> [Document section]

◇ ◇ ◇ ◇ ◇

Burma 'needs more funds to fight Aids'
Medical charity Medecins Sans Frontieres (MSF) has called on international donors to make more money available to treat HIV/Aids in Burma.
Peter Paul de Groote, MSF head in Burma, told the BBC that the current situation was dire.
He said more than 15,000 Burmese die of HIV/Aids every year because they do not have access to anti-retroviral drugs.
The prevalence rate of the disease is at 0.67% - relatively low by international standards.
However, years of international isolation and sanctions have left Burma with a threadbare healthcare system.
At the launch of a new report called Lives in the Balance, MSF said that only a quarter of the estimated 120,000 people living with HIV and Aids were receiving treatment, and that it was turning people away from its clinics.
"It's an unacceptable decision that our doctors have to make on a day to day basis," Mr de Groote said.
"We have to prioritise those who are sickest and will die soon to save their lives. Other people we have to turn away and say come back when you are sicker."
Last year, plans were made for a massive scaling up in the provision of anti-retroviral drugs in Burma, with MSF and its partners hoping to reach 100,000 people.

◇ ◇ ◇ ◇ ◇

> [Information]
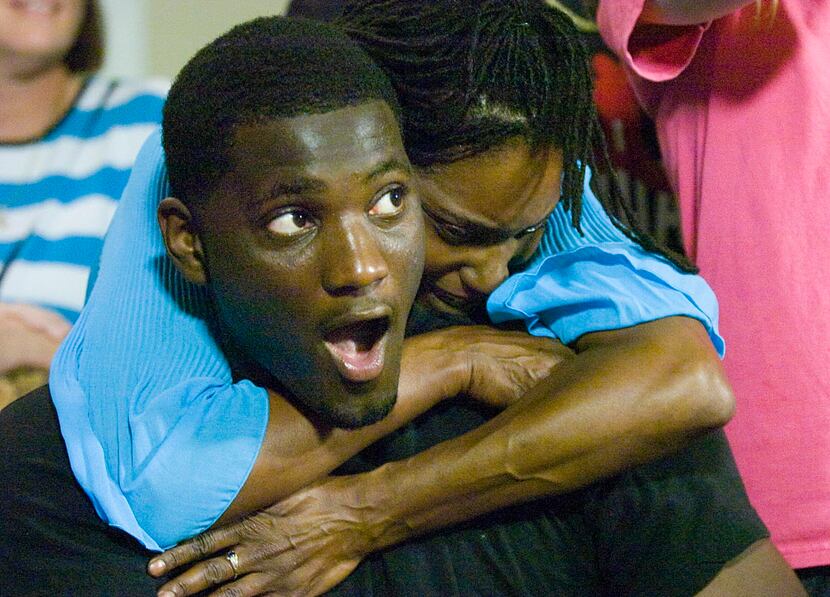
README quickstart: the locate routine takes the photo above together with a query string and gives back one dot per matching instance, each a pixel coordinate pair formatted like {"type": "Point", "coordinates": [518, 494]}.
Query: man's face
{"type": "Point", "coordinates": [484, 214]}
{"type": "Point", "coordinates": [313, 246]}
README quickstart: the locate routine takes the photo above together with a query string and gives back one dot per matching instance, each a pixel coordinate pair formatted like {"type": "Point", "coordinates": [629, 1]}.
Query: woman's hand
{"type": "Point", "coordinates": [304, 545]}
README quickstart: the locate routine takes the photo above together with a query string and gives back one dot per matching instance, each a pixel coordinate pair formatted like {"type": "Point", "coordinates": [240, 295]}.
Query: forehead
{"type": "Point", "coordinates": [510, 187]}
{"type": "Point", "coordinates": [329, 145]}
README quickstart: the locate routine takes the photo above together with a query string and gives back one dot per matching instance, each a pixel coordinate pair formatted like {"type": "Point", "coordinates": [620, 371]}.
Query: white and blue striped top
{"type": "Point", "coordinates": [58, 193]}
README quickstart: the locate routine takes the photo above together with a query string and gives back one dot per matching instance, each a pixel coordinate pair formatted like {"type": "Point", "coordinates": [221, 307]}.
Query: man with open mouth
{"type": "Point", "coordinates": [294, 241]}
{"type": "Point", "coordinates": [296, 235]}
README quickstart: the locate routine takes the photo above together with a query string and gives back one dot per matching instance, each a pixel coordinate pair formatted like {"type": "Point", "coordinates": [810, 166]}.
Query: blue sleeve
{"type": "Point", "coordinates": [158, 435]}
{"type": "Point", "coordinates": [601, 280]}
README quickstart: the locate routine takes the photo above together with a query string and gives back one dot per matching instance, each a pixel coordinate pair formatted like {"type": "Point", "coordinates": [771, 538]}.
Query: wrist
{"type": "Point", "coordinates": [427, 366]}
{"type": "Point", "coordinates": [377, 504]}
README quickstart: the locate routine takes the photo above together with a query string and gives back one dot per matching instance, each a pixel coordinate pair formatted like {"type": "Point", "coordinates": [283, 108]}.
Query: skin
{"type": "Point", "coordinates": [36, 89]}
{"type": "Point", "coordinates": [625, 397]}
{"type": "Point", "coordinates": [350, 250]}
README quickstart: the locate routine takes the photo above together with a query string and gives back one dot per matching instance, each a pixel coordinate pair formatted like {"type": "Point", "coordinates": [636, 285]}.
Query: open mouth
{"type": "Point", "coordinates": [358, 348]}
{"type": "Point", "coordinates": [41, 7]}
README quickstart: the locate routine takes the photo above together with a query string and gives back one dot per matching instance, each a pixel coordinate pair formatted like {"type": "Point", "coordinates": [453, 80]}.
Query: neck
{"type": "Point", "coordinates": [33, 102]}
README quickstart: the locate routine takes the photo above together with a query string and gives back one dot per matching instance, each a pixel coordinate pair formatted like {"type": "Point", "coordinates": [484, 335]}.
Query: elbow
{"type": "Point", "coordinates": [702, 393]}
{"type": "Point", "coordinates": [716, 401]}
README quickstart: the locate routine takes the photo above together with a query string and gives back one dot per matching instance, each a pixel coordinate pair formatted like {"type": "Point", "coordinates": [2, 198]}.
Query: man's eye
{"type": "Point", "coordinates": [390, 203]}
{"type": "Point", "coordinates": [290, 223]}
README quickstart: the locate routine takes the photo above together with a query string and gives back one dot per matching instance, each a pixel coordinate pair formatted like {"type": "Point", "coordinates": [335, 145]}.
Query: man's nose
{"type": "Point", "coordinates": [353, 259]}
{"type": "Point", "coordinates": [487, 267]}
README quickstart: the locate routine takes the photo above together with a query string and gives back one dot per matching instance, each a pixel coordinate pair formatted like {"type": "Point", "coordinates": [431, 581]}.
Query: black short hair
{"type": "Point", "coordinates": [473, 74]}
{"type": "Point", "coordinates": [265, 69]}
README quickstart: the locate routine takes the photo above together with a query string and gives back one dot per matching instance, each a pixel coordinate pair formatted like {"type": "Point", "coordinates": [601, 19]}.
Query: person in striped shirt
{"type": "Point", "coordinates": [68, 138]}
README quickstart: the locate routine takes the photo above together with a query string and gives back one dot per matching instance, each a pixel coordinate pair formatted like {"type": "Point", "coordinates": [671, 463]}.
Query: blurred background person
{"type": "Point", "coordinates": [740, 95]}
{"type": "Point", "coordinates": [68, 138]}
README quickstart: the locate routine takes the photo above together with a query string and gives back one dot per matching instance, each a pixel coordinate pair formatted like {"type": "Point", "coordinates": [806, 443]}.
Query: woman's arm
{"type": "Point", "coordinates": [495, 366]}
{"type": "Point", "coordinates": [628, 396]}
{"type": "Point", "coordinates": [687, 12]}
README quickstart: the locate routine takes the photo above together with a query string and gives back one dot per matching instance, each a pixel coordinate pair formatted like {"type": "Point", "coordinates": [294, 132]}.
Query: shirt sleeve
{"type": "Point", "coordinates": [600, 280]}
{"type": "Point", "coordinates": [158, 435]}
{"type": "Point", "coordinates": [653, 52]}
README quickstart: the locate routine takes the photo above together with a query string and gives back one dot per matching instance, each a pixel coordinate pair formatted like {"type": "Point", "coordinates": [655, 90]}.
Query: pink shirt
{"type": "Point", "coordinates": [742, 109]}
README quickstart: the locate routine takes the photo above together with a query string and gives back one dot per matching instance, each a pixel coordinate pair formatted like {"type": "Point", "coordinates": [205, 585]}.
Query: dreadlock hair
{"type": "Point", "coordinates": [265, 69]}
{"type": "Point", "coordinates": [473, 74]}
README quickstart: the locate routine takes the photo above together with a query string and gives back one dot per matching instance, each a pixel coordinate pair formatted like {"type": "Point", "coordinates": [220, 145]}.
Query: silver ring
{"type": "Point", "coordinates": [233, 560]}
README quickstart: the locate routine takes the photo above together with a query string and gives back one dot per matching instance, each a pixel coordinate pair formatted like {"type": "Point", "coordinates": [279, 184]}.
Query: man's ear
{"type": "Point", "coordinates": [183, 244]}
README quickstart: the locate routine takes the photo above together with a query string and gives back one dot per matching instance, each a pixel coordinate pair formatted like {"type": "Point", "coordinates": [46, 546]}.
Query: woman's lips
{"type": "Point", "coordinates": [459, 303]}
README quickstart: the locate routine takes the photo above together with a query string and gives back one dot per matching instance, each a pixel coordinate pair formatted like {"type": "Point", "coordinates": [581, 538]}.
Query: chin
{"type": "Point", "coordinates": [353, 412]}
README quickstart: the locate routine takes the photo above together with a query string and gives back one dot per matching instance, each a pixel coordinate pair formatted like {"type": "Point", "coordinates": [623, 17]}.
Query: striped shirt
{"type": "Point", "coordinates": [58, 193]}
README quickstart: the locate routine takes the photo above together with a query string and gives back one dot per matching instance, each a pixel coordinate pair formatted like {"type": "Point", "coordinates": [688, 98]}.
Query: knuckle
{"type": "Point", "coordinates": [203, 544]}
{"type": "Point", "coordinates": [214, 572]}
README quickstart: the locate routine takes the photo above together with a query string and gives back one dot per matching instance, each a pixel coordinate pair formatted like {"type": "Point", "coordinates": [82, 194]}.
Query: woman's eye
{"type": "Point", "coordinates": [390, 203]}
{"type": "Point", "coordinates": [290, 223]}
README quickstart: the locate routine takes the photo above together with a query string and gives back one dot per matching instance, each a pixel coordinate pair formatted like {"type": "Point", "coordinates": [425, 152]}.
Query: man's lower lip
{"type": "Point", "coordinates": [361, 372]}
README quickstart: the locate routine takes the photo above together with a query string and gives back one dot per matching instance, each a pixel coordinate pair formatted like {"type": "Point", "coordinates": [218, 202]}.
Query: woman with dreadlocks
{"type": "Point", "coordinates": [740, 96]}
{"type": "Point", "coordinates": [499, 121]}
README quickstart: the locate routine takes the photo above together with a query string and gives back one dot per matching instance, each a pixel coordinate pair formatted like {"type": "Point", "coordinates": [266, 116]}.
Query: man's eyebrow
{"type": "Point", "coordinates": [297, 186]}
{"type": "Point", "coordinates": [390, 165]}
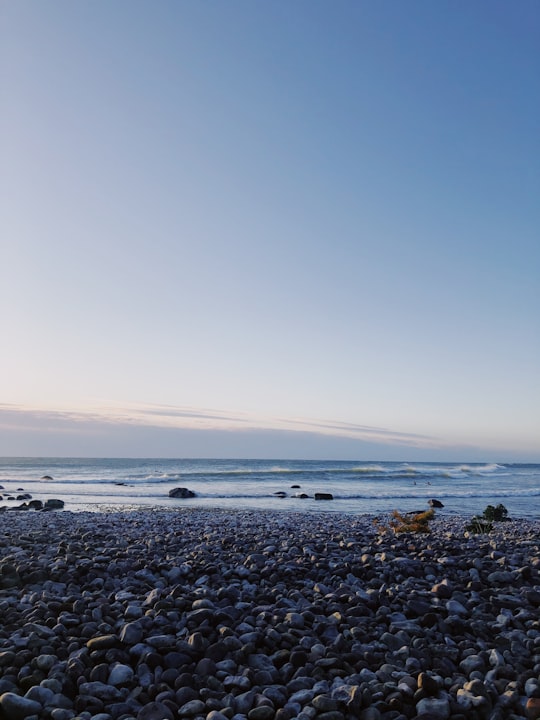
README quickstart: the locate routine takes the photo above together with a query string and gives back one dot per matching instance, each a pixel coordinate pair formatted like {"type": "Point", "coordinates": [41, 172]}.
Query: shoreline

◇ ◇ ◇ ◇ ◇

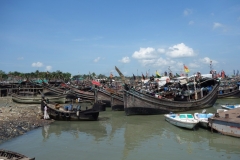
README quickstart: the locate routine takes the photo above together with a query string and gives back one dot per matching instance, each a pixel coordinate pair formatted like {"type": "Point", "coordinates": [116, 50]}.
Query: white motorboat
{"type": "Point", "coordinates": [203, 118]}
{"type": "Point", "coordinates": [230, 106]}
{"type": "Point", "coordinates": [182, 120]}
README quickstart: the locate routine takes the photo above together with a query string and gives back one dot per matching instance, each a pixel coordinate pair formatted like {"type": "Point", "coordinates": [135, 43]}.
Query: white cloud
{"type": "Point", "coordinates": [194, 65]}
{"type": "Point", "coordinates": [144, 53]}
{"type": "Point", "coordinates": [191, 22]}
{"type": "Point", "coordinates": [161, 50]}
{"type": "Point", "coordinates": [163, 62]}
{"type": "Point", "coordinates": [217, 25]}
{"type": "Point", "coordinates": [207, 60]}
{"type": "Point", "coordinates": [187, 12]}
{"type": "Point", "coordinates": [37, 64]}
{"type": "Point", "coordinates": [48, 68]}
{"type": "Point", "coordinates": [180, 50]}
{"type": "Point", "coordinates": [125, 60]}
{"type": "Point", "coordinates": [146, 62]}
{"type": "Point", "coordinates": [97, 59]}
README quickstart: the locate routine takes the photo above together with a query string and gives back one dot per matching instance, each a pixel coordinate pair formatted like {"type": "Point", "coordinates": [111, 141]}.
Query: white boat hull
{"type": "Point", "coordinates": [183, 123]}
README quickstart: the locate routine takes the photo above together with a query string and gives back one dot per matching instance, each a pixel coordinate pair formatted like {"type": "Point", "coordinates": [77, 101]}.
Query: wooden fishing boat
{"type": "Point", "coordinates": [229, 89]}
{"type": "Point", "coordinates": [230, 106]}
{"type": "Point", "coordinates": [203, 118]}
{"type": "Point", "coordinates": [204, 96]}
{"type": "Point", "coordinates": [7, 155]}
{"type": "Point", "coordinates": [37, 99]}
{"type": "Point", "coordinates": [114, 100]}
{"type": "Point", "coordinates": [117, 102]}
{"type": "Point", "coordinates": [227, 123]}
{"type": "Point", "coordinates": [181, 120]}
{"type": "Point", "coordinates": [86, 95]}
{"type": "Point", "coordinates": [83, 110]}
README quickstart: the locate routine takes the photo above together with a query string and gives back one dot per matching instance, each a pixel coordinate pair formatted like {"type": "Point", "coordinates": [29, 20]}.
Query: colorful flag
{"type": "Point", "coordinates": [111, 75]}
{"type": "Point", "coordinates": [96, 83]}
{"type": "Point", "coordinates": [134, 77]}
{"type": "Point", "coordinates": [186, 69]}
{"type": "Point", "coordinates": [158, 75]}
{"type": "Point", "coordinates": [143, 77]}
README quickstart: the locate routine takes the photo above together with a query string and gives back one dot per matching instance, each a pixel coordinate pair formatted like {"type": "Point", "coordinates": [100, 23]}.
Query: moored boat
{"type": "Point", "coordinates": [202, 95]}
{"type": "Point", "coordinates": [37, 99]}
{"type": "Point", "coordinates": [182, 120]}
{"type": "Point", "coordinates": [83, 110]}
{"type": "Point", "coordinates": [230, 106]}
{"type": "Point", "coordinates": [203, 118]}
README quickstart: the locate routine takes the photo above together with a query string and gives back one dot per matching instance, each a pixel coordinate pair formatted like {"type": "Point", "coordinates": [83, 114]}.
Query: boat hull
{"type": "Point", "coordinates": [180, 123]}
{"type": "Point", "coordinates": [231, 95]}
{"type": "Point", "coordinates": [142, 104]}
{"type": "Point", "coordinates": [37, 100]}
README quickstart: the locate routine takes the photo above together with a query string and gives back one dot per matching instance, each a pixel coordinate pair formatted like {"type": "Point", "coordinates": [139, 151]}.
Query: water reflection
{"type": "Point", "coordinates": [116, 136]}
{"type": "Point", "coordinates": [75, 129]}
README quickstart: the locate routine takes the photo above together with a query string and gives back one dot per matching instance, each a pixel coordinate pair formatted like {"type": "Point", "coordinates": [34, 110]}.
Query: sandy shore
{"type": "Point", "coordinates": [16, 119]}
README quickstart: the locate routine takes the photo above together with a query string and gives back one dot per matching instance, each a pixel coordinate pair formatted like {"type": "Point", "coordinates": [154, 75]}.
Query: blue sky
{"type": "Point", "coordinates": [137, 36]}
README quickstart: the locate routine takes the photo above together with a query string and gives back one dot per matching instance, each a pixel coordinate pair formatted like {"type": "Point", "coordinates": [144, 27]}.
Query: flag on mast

◇ ◇ ◇ ◇ ◇

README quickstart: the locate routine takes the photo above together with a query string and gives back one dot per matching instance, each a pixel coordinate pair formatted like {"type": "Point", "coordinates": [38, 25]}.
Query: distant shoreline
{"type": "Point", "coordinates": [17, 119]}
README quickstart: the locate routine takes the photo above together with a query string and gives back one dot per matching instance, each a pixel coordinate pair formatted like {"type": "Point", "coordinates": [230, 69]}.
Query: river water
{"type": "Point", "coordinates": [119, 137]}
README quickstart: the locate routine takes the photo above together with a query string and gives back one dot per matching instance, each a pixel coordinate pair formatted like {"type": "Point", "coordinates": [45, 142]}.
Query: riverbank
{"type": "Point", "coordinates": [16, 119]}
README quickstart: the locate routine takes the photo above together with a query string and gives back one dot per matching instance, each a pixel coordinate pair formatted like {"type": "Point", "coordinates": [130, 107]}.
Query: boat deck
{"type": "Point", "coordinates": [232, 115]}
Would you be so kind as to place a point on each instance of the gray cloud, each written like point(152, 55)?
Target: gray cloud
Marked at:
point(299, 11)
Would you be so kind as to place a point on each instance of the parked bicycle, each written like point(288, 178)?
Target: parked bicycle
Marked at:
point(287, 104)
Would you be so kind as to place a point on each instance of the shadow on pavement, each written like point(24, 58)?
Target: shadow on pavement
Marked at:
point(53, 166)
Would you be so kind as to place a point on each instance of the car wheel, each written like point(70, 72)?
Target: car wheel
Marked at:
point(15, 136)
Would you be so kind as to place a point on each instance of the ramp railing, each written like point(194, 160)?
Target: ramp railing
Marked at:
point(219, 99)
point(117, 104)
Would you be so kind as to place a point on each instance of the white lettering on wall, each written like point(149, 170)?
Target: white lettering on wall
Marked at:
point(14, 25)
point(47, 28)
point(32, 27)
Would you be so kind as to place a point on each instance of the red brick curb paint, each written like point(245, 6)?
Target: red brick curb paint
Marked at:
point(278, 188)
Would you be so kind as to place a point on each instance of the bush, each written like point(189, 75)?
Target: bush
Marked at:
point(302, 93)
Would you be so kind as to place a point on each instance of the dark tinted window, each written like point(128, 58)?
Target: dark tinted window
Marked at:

◇ ◇ ◇ ◇ ◇

> [Exercise objective] Go on with the news report on MSF's call for HIV/Aids funding in Burma, picking up after its last sentence. The records are taken from a different source.

> [Task output]
But those proposals were shelved after the Global Fund, a public-private initiative that provides the bulk of money to fight Aids worldwide, said a drop in donations meant it no longer had the resources to support new projects.
Burma spends a quarter of its budget on the military and only a fraction of that on health, but Mr de Groote said his organisation had not asked the army-backed authorities to reassess their priorities.
"We are not politicians, but we do hope the health sector will receive more money over time, and there are some indications that this will happen," he said.
MSF's new report comes amid continuing signs of political reform in Burma.
Hundreds of political prisoners have been freed and Nobel laureate Aung San Suu Kyi's political party, the National League for Democracy, will contest in April its first elections since 1990.
If that vote is seen as being free and fair, then Western sanctions could be loosened or lifted and developmental assistance stepped up.